Pick out every line below that contains the string "tile" and copy each one. Case counts.

[Stored data]
□ □ □ □ □ □ □
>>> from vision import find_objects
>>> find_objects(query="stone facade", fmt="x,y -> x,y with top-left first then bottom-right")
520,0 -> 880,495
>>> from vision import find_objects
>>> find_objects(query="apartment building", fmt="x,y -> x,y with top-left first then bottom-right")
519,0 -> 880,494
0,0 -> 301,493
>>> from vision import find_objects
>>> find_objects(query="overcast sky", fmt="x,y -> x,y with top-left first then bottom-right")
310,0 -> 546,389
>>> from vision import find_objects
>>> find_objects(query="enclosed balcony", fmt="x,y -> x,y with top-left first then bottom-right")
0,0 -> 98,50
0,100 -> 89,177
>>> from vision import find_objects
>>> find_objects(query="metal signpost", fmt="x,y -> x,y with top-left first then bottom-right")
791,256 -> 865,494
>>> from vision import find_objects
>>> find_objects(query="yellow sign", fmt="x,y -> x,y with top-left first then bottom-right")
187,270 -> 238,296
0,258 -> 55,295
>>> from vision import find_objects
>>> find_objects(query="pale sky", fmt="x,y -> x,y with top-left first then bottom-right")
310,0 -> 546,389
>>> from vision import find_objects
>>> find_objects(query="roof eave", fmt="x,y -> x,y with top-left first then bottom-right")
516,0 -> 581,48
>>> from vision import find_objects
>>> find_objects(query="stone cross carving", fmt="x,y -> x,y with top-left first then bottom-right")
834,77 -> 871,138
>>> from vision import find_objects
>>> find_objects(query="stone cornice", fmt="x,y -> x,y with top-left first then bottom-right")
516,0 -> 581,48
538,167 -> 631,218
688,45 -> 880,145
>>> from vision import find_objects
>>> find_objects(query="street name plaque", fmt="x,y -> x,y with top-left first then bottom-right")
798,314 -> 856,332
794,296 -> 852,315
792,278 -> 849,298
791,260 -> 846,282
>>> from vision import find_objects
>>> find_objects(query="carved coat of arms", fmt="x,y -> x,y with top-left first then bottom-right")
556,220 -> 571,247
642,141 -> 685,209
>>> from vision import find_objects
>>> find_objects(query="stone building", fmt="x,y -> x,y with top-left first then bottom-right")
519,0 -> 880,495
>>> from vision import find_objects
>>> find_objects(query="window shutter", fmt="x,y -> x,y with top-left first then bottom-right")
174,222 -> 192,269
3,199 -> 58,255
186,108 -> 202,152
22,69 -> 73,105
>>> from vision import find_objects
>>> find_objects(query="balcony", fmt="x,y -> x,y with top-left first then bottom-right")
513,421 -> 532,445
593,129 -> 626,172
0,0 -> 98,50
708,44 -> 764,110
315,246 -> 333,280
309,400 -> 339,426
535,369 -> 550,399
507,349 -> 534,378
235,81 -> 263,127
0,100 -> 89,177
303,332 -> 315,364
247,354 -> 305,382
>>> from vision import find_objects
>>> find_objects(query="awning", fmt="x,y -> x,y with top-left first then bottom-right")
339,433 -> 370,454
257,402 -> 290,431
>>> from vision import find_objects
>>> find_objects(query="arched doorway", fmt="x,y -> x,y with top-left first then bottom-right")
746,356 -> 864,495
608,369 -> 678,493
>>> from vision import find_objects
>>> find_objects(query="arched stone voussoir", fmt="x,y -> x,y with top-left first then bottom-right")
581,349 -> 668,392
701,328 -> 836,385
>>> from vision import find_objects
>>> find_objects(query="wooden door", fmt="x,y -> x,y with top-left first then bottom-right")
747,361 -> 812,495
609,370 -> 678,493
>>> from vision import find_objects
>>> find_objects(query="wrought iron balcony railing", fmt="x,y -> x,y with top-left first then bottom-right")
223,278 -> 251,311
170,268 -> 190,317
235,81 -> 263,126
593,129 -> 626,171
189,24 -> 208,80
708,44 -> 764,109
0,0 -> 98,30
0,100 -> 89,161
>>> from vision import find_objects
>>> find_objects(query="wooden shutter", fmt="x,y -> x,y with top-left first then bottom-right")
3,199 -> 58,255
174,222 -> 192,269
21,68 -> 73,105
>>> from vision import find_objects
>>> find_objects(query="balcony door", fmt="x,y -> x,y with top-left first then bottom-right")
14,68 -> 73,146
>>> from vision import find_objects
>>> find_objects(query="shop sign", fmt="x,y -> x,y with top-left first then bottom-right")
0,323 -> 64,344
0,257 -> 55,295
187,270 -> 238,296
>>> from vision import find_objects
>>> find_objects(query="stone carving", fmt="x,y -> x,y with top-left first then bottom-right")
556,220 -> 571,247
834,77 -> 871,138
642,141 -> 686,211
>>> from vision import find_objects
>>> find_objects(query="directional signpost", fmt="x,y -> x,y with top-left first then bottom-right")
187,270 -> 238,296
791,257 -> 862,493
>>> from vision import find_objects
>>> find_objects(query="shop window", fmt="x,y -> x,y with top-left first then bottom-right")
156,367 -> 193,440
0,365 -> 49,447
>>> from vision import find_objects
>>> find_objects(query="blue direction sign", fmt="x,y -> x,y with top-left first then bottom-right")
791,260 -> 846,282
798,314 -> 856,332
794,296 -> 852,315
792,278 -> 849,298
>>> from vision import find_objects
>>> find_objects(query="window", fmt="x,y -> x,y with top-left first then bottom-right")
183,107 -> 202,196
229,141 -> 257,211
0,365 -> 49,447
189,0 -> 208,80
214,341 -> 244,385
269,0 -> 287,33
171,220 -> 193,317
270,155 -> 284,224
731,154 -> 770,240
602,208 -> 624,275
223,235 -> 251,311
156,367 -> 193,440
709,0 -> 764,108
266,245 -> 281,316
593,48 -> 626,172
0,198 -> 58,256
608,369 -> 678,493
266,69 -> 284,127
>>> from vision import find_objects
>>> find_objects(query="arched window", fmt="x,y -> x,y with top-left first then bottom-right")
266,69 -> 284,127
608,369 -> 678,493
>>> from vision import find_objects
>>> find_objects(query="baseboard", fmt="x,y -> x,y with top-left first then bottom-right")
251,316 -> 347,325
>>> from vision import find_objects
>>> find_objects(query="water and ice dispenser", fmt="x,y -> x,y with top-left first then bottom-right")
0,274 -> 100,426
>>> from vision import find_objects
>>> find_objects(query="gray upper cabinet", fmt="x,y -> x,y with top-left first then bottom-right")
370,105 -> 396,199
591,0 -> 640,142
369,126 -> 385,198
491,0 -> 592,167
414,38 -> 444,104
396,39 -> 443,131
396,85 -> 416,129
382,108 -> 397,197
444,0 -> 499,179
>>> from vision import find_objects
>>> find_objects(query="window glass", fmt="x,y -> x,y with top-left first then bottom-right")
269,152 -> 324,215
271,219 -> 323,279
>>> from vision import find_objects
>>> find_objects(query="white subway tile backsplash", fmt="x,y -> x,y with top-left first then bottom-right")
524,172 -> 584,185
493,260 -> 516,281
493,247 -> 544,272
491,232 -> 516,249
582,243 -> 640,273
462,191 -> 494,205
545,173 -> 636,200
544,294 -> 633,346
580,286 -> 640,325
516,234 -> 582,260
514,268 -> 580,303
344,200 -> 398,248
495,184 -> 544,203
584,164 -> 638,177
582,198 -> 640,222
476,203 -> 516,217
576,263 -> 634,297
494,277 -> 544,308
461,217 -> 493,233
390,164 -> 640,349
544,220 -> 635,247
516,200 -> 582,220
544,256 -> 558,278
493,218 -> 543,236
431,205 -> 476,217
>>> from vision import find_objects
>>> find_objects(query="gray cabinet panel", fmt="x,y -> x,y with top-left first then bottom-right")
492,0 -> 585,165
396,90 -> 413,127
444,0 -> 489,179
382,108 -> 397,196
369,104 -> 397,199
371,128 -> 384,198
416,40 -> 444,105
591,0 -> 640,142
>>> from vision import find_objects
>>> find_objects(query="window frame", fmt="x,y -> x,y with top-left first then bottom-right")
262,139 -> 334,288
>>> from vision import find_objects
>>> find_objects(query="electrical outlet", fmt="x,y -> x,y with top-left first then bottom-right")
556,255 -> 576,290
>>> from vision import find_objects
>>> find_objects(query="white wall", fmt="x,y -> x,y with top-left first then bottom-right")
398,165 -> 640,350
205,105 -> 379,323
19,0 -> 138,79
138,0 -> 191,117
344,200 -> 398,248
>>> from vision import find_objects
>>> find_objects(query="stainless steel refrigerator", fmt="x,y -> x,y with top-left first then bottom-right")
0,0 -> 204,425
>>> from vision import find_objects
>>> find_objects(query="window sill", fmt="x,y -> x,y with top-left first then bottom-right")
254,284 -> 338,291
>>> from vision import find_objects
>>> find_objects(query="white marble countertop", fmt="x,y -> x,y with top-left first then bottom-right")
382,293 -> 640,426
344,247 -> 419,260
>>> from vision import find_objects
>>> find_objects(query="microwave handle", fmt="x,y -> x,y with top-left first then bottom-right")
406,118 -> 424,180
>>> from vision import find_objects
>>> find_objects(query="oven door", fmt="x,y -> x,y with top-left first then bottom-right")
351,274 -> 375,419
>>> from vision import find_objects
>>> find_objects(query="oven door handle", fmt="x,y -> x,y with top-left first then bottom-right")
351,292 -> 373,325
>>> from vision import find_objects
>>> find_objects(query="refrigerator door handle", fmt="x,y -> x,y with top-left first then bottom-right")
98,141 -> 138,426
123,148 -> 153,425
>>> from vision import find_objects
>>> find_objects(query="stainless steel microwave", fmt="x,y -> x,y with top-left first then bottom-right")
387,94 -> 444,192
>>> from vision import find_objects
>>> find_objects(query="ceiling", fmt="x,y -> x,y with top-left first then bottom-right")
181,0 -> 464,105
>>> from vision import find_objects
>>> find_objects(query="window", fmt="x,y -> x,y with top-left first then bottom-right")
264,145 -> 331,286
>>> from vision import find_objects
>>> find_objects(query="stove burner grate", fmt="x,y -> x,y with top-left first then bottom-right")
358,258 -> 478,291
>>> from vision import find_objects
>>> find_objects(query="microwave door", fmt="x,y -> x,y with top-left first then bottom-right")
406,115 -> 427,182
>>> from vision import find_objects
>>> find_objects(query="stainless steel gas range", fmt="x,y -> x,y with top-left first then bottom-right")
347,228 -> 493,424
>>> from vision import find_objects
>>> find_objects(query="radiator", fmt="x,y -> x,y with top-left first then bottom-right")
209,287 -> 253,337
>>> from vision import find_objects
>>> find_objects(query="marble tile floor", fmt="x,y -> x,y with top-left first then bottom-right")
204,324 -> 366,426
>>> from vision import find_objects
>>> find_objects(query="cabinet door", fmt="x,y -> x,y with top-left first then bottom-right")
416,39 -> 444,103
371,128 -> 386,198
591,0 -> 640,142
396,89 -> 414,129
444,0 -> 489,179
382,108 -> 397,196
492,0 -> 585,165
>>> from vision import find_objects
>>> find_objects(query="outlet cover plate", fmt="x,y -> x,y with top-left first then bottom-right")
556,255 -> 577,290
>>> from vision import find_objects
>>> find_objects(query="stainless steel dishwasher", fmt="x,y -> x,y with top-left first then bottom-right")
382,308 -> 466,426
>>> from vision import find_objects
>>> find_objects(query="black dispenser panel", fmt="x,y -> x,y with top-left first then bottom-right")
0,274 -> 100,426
□ □ □ □ □ □ □
[Result]
>>> find_objects(query="white subway tile backsplash", fmt="x,y -> x,y with top-left first then bottom-right")
>>> find_objects(query="marble tile floor", fmt="x,y -> x,y with top-left first then bottom-right")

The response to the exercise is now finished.